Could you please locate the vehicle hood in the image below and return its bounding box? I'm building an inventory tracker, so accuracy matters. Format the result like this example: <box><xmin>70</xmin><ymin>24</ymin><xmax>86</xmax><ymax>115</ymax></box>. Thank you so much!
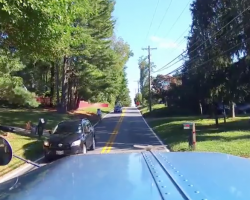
<box><xmin>0</xmin><ymin>152</ymin><xmax>250</xmax><ymax>200</ymax></box>
<box><xmin>49</xmin><ymin>133</ymin><xmax>81</xmax><ymax>143</ymax></box>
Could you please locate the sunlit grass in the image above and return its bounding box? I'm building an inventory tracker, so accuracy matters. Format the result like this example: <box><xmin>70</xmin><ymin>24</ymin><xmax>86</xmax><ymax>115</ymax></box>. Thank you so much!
<box><xmin>149</xmin><ymin>117</ymin><xmax>250</xmax><ymax>157</ymax></box>
<box><xmin>0</xmin><ymin>133</ymin><xmax>42</xmax><ymax>176</ymax></box>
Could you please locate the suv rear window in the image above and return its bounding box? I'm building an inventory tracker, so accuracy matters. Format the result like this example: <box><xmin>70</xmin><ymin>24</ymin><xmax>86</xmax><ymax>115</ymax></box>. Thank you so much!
<box><xmin>53</xmin><ymin>121</ymin><xmax>82</xmax><ymax>134</ymax></box>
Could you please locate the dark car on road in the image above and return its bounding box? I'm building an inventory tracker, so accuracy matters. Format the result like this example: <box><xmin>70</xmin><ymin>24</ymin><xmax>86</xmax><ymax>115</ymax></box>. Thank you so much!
<box><xmin>43</xmin><ymin>119</ymin><xmax>95</xmax><ymax>161</ymax></box>
<box><xmin>114</xmin><ymin>106</ymin><xmax>122</xmax><ymax>113</ymax></box>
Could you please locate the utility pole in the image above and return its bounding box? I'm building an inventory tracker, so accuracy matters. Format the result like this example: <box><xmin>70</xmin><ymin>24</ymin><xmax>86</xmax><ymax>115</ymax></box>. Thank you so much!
<box><xmin>142</xmin><ymin>46</ymin><xmax>157</xmax><ymax>112</ymax></box>
<box><xmin>134</xmin><ymin>80</ymin><xmax>140</xmax><ymax>93</ymax></box>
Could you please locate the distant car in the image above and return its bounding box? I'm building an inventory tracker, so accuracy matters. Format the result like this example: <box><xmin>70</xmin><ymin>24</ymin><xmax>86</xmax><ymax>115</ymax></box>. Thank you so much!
<box><xmin>114</xmin><ymin>106</ymin><xmax>122</xmax><ymax>113</ymax></box>
<box><xmin>43</xmin><ymin>119</ymin><xmax>95</xmax><ymax>161</ymax></box>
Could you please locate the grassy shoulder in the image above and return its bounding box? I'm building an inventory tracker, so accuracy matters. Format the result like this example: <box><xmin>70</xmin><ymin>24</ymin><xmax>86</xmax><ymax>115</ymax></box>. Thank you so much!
<box><xmin>0</xmin><ymin>133</ymin><xmax>43</xmax><ymax>177</ymax></box>
<box><xmin>148</xmin><ymin>117</ymin><xmax>250</xmax><ymax>157</ymax></box>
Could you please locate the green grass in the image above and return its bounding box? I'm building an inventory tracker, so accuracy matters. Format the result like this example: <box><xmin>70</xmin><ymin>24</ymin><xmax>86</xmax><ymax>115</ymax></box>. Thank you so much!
<box><xmin>139</xmin><ymin>104</ymin><xmax>166</xmax><ymax>114</ymax></box>
<box><xmin>149</xmin><ymin>117</ymin><xmax>250</xmax><ymax>157</ymax></box>
<box><xmin>0</xmin><ymin>133</ymin><xmax>43</xmax><ymax>177</ymax></box>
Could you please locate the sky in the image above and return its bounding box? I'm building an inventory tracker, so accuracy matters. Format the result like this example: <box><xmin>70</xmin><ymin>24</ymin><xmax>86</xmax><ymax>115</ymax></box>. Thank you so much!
<box><xmin>113</xmin><ymin>0</ymin><xmax>192</xmax><ymax>105</ymax></box>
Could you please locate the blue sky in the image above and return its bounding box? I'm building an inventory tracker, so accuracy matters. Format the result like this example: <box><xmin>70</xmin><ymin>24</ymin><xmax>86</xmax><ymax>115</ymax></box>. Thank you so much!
<box><xmin>113</xmin><ymin>0</ymin><xmax>192</xmax><ymax>103</ymax></box>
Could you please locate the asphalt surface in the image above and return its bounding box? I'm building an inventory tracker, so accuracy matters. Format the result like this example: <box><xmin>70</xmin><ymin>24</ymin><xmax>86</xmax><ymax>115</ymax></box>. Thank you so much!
<box><xmin>0</xmin><ymin>107</ymin><xmax>167</xmax><ymax>182</ymax></box>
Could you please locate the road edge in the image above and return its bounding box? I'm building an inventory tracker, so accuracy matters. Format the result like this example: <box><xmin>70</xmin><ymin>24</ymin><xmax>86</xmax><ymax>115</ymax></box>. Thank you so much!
<box><xmin>0</xmin><ymin>111</ymin><xmax>113</xmax><ymax>184</ymax></box>
<box><xmin>136</xmin><ymin>108</ymin><xmax>170</xmax><ymax>152</ymax></box>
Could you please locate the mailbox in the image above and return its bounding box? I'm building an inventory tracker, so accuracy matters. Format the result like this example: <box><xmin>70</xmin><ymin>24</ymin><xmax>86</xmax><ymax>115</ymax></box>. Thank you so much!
<box><xmin>183</xmin><ymin>122</ymin><xmax>193</xmax><ymax>130</ymax></box>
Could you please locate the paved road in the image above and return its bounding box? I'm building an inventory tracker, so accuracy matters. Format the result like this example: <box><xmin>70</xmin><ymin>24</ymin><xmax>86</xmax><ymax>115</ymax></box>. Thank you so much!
<box><xmin>0</xmin><ymin>107</ymin><xmax>168</xmax><ymax>182</ymax></box>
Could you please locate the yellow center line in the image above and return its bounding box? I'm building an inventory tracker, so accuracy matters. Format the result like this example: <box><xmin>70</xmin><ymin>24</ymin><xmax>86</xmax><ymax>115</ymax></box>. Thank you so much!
<box><xmin>101</xmin><ymin>109</ymin><xmax>125</xmax><ymax>153</ymax></box>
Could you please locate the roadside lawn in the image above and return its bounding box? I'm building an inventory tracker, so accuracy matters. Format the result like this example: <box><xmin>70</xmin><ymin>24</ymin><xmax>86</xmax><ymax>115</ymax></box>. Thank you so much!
<box><xmin>0</xmin><ymin>108</ymin><xmax>112</xmax><ymax>177</ymax></box>
<box><xmin>0</xmin><ymin>132</ymin><xmax>43</xmax><ymax>177</ymax></box>
<box><xmin>148</xmin><ymin>117</ymin><xmax>250</xmax><ymax>157</ymax></box>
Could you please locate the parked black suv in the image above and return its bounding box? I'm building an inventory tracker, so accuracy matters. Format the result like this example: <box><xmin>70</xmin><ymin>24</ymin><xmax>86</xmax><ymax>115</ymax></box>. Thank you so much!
<box><xmin>43</xmin><ymin>119</ymin><xmax>95</xmax><ymax>161</ymax></box>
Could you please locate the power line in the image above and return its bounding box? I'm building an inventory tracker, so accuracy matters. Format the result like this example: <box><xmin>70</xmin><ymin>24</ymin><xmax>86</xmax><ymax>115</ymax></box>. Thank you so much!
<box><xmin>167</xmin><ymin>38</ymin><xmax>250</xmax><ymax>75</ymax></box>
<box><xmin>155</xmin><ymin>0</ymin><xmax>173</xmax><ymax>35</ymax></box>
<box><xmin>154</xmin><ymin>6</ymin><xmax>250</xmax><ymax>74</ymax></box>
<box><xmin>145</xmin><ymin>0</ymin><xmax>160</xmax><ymax>42</ymax></box>
<box><xmin>154</xmin><ymin>20</ymin><xmax>248</xmax><ymax>73</ymax></box>
<box><xmin>164</xmin><ymin>2</ymin><xmax>190</xmax><ymax>37</ymax></box>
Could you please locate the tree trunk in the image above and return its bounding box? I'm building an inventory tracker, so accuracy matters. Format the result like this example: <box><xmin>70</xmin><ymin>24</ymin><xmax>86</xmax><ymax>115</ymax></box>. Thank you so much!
<box><xmin>56</xmin><ymin>63</ymin><xmax>60</xmax><ymax>108</ymax></box>
<box><xmin>231</xmin><ymin>102</ymin><xmax>235</xmax><ymax>118</ymax></box>
<box><xmin>50</xmin><ymin>62</ymin><xmax>55</xmax><ymax>107</ymax></box>
<box><xmin>60</xmin><ymin>56</ymin><xmax>68</xmax><ymax>113</ymax></box>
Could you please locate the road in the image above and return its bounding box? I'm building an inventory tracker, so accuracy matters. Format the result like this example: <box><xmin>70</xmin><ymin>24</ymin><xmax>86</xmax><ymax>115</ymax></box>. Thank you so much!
<box><xmin>0</xmin><ymin>107</ymin><xmax>168</xmax><ymax>182</ymax></box>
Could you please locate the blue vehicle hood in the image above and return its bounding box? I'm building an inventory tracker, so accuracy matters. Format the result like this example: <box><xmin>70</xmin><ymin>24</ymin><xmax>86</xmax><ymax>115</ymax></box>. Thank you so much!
<box><xmin>0</xmin><ymin>151</ymin><xmax>250</xmax><ymax>200</ymax></box>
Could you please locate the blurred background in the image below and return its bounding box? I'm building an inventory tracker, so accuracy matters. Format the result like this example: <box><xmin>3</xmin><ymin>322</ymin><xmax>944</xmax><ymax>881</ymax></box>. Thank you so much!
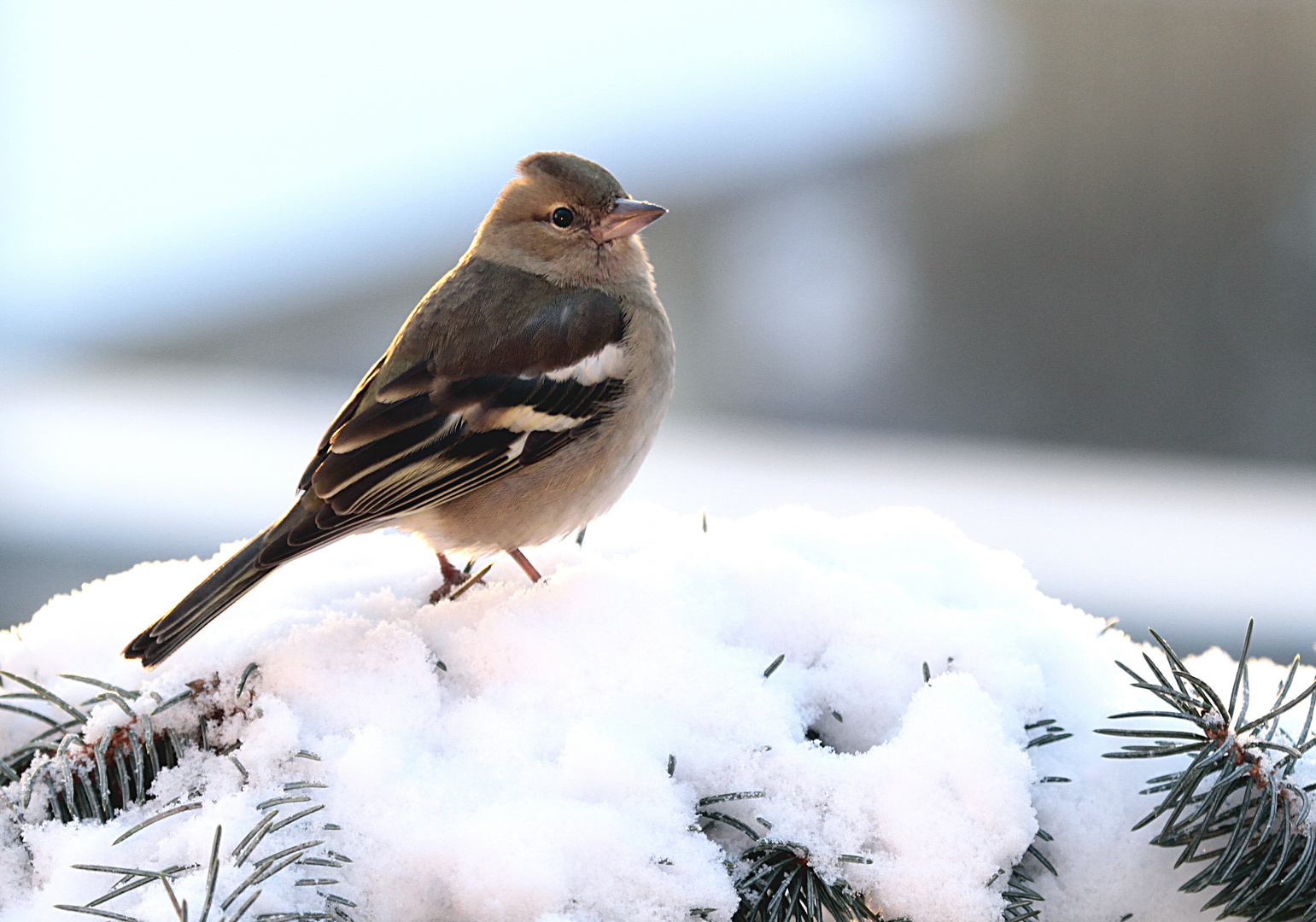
<box><xmin>0</xmin><ymin>0</ymin><xmax>1316</xmax><ymax>659</ymax></box>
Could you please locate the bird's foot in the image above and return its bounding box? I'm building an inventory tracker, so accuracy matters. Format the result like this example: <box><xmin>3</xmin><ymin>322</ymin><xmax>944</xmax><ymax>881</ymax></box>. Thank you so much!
<box><xmin>429</xmin><ymin>554</ymin><xmax>492</xmax><ymax>605</ymax></box>
<box><xmin>506</xmin><ymin>547</ymin><xmax>543</xmax><ymax>583</ymax></box>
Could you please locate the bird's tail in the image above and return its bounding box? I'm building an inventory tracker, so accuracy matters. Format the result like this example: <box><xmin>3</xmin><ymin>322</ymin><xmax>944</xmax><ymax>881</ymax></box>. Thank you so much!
<box><xmin>124</xmin><ymin>534</ymin><xmax>274</xmax><ymax>668</ymax></box>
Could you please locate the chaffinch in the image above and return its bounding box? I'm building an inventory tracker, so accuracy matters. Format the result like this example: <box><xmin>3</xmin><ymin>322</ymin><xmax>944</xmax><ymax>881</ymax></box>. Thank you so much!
<box><xmin>124</xmin><ymin>153</ymin><xmax>674</xmax><ymax>667</ymax></box>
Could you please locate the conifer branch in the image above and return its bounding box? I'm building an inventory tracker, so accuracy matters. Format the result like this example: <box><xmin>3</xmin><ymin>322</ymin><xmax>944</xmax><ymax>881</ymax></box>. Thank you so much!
<box><xmin>1097</xmin><ymin>621</ymin><xmax>1316</xmax><ymax>922</ymax></box>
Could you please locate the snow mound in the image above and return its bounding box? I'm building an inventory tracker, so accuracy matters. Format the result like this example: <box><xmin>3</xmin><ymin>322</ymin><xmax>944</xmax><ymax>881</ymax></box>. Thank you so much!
<box><xmin>0</xmin><ymin>505</ymin><xmax>1284</xmax><ymax>922</ymax></box>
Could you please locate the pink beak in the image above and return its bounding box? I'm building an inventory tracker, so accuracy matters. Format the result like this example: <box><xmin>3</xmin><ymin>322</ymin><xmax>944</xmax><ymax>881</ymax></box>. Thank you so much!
<box><xmin>589</xmin><ymin>199</ymin><xmax>667</xmax><ymax>243</ymax></box>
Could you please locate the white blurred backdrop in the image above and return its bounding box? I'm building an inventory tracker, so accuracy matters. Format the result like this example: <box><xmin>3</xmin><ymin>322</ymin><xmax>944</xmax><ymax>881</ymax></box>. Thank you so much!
<box><xmin>0</xmin><ymin>0</ymin><xmax>1316</xmax><ymax>656</ymax></box>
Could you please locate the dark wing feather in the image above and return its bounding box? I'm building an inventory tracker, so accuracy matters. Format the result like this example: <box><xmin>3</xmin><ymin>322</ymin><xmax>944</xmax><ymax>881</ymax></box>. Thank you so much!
<box><xmin>258</xmin><ymin>260</ymin><xmax>627</xmax><ymax>567</ymax></box>
<box><xmin>124</xmin><ymin>260</ymin><xmax>627</xmax><ymax>666</ymax></box>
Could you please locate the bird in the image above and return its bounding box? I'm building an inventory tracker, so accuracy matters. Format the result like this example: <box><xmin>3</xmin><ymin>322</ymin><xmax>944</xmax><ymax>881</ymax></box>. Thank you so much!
<box><xmin>122</xmin><ymin>151</ymin><xmax>676</xmax><ymax>668</ymax></box>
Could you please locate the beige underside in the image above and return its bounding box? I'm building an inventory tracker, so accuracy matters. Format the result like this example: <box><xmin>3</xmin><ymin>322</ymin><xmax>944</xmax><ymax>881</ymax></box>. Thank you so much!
<box><xmin>389</xmin><ymin>280</ymin><xmax>672</xmax><ymax>554</ymax></box>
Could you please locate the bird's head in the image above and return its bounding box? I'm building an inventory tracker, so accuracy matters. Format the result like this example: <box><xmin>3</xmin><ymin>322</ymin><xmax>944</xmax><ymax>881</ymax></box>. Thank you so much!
<box><xmin>471</xmin><ymin>153</ymin><xmax>667</xmax><ymax>285</ymax></box>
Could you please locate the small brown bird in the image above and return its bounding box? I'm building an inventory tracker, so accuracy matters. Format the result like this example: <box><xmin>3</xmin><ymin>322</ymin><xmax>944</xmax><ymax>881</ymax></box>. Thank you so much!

■ ■ ■ ■ ■ ■ ■

## What the task asks
Reproduce word for word the lines of the material above, from the line containing "Could you please locate the bird's head" through the end of the material.

## Complete response
Could you please locate the bird's head in the image above and return its bounding box? I'm building an inventory tracker, so accuracy matters. Format the result like this example: <box><xmin>3</xmin><ymin>322</ymin><xmax>944</xmax><ymax>881</ymax></box>. Thank you so much!
<box><xmin>471</xmin><ymin>153</ymin><xmax>667</xmax><ymax>285</ymax></box>
Could you please locate the small brown bird in the image above and return its bounding box? I'm building an inventory tracker, so accuracy matters. Format the result like this example: <box><xmin>3</xmin><ymin>322</ymin><xmax>944</xmax><ymax>881</ymax></box>. Thank you so much!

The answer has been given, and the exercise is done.